Aim of the exercise:
Return each line of the material below as a JSON list of strings, one string per line, omitting blank lines and the pictures.

Data records:
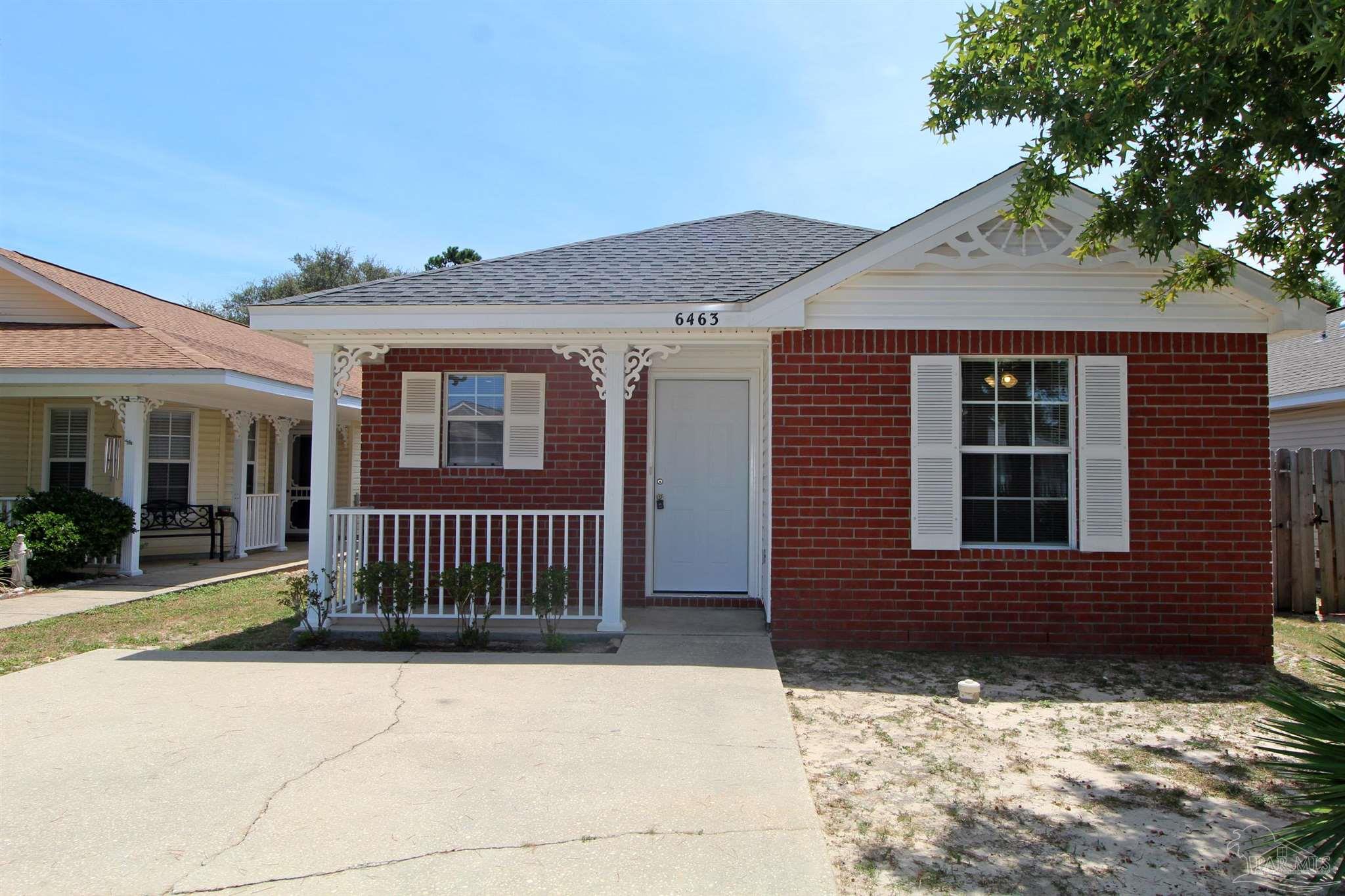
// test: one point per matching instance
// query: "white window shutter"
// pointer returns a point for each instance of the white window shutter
(1103, 454)
(935, 453)
(422, 418)
(525, 421)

Finished task:
[
  "// test: one point per matching instance",
  "// query: \"white window shutter\"",
  "// pointer returns a point for each instance of the white window shutter",
  "(1103, 454)",
  "(935, 453)",
  "(422, 418)",
  "(525, 421)"
]